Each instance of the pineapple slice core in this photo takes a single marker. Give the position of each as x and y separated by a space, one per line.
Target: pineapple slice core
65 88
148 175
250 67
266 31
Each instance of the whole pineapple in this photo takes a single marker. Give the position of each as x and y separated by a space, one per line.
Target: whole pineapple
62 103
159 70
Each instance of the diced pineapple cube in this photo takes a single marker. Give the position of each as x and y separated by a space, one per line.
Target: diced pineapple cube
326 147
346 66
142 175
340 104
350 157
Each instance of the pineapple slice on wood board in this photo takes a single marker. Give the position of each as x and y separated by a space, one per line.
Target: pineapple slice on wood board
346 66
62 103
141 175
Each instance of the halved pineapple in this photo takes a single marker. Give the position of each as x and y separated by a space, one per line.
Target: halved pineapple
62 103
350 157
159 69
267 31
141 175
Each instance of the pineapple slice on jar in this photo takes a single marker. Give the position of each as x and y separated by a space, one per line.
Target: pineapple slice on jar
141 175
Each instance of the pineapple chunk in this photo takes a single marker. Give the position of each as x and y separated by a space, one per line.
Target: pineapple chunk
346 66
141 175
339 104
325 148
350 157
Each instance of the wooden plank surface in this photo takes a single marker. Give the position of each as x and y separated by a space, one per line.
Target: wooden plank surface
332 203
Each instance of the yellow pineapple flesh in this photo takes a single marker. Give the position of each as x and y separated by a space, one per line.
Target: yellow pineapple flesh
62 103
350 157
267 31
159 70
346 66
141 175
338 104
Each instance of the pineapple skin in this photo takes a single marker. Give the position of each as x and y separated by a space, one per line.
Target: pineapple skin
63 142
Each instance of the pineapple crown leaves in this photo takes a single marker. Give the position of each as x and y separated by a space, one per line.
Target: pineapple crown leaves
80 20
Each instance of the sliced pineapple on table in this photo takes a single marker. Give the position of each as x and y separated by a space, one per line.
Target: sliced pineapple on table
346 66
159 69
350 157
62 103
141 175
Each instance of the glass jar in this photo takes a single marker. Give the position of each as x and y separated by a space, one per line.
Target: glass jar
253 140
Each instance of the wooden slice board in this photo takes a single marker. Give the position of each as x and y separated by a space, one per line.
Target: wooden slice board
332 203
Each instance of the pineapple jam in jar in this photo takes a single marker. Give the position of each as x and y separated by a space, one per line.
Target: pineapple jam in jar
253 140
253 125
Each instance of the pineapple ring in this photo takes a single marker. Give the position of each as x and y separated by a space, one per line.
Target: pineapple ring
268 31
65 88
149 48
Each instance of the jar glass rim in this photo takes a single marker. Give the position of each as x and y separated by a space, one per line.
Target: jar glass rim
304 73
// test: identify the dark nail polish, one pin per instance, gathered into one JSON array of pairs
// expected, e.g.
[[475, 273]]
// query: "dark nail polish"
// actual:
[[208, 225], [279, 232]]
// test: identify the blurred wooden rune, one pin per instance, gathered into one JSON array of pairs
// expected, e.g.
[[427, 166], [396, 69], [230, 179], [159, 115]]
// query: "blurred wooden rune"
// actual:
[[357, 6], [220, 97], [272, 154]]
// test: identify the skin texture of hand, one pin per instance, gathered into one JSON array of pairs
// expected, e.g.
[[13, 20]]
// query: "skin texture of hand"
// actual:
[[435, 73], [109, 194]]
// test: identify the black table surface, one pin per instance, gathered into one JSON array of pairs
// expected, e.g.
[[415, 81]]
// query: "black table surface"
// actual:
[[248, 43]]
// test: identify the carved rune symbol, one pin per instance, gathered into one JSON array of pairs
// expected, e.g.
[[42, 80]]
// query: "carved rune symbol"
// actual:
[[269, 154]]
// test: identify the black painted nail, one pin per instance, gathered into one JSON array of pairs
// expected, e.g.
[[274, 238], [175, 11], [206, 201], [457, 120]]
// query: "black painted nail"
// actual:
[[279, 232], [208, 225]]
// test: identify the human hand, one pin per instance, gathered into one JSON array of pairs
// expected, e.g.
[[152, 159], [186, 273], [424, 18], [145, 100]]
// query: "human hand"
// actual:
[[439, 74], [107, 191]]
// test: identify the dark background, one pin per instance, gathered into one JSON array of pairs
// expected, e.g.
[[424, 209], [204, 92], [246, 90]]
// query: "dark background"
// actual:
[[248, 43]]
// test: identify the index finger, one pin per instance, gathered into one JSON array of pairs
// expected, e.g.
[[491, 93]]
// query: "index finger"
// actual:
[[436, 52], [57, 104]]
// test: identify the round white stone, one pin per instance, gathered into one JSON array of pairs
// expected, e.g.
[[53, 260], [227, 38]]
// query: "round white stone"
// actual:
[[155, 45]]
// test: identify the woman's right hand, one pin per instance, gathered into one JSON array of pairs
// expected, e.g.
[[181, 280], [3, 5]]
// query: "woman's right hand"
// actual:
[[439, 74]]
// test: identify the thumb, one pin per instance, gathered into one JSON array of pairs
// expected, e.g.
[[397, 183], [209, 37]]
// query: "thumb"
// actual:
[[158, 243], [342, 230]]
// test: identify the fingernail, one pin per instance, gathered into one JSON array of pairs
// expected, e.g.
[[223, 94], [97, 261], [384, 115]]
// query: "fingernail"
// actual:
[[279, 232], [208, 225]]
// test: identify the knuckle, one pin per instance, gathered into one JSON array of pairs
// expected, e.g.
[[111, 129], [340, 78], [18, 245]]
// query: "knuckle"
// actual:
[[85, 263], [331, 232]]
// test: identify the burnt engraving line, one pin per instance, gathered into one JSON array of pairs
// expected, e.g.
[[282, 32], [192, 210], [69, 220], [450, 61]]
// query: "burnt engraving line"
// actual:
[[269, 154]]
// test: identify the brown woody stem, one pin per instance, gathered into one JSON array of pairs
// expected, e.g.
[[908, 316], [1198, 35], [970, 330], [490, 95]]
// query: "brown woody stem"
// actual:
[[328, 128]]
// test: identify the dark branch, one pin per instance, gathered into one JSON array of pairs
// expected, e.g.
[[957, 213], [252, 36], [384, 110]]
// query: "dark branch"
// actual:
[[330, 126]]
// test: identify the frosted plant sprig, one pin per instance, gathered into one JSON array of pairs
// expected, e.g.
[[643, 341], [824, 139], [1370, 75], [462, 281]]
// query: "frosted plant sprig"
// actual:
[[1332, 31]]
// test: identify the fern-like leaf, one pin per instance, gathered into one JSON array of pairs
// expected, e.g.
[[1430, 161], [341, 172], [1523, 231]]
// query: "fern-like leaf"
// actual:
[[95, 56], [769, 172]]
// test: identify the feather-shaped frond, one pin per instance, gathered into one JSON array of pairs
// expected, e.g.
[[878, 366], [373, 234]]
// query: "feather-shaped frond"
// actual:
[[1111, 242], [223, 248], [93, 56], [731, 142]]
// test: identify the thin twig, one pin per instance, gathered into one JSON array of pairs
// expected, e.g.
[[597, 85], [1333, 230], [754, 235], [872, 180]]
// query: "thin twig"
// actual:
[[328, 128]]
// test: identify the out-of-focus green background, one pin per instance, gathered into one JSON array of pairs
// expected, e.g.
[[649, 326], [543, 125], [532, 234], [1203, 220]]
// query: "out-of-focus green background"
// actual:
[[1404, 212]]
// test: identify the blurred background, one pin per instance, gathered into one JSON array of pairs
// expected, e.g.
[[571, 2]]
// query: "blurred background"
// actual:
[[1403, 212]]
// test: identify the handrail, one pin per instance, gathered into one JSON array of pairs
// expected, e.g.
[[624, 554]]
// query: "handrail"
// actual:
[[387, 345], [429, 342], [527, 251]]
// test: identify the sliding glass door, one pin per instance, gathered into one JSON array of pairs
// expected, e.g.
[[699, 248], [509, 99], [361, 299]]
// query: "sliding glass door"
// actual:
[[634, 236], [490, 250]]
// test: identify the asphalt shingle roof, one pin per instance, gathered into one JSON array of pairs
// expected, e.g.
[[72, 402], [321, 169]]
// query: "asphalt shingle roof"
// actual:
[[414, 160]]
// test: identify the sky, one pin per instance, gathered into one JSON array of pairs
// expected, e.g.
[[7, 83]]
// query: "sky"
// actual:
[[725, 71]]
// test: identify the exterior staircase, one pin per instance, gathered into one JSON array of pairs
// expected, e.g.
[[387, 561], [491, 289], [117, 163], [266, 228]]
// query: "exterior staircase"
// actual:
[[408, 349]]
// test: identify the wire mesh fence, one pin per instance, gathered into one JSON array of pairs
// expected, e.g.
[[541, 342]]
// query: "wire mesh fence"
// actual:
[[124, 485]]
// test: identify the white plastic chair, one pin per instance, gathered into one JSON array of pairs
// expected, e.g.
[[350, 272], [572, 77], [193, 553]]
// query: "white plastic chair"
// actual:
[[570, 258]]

Task directions:
Which lines run from the one containing "[[541, 342]]" through the end of the material? Output them exactly.

Answer to the problem:
[[541, 342]]
// query: "wire mesh fence"
// actual:
[[124, 485]]
// test: identify the white plastic chair, one pin per instance, gathered into one JSON array of pairs
// expected, e.g.
[[350, 272], [572, 77], [193, 553]]
// query: "white plastic chair"
// actual:
[[570, 258]]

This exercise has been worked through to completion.